Regardless of what causes the peaks, it is at those peak moments when performance matters most.  When little is happening, performance rarely matters.  When a lot is happening, it is key.  The 24-hour graphs allow you to visually see the times when performance matters to you.  You can also match metrics during specific hours to see where the bottlenecks are and what technologies of ours are most effective during those hours. 

Let’s move on to the actual metrics.

 

Total I/Os Eliminated

 

Total I/Os eliminated measures the number of I/Os that would have had to go through to storage if our technologies were not eliminating them before they ever got sent to storage.  We eliminate I/Os in one of two ways.  First, via our patented IntelliMemory® technology, we satisfy I/Os from memory without the request ever going out to the storage device.  Second, several of our other technologies, such as IntelliWrite® cause the data to be stored more efficiently and densely so that when data is requested, it takes less I/Os to get the same amount of data as would otherwise be required.  The net effect is that your storage subsystems see less actual I/Os sent to them because we eliminated the need for those extra I/Os.  That allows those I/Os that do go to storage to finish faster because they aren’t waiting on the eliminated I/Os to complete.

TO BE DONE »
- 1) According to the I/O elimination excerpt, which patented technology satisfies I/Os from memory without sending the request to the storage device?
- 2) Extract every line of the listing below that contains the string "short". Matching is case-sensitive.

EXERCISE INPUT »
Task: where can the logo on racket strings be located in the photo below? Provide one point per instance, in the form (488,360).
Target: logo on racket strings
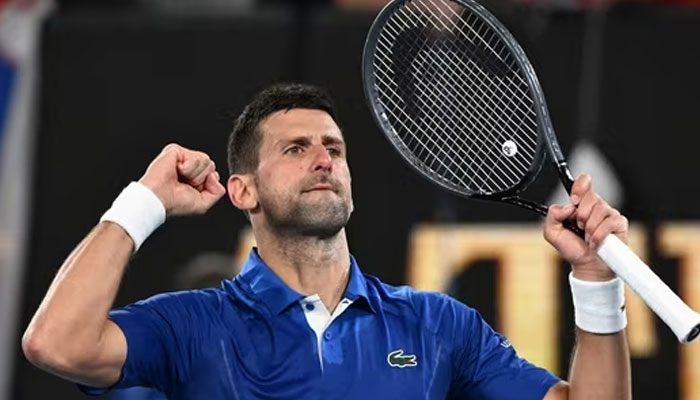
(509,148)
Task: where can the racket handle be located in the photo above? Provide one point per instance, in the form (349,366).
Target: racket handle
(682,320)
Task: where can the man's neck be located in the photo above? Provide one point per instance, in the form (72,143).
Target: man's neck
(310,265)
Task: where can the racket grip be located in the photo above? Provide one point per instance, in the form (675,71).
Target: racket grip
(677,315)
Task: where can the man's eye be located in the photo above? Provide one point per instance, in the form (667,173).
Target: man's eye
(293,150)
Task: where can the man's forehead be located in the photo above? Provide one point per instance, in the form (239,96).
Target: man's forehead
(285,124)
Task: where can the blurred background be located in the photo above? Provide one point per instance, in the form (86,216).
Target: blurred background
(90,91)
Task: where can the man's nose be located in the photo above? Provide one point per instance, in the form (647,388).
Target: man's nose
(322,159)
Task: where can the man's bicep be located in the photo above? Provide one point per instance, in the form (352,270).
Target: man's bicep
(102,369)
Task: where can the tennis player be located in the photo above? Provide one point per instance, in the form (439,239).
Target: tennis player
(301,320)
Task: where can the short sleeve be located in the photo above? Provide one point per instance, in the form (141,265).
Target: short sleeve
(485,364)
(160,332)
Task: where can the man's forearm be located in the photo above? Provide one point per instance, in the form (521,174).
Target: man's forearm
(71,318)
(600,367)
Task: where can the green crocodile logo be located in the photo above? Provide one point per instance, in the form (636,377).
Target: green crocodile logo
(397,359)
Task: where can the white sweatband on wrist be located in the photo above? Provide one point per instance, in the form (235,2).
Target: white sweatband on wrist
(599,307)
(138,211)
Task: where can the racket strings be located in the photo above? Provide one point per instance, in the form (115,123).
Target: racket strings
(455,96)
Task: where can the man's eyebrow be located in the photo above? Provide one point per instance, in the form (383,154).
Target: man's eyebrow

SOLVED PROBLEMS »
- 1) IntelliMemory®

- 2)
Task: where can the short sleeve be located in the photo above? Provide one point per instance, in the form (141,265).
Target: short sleeve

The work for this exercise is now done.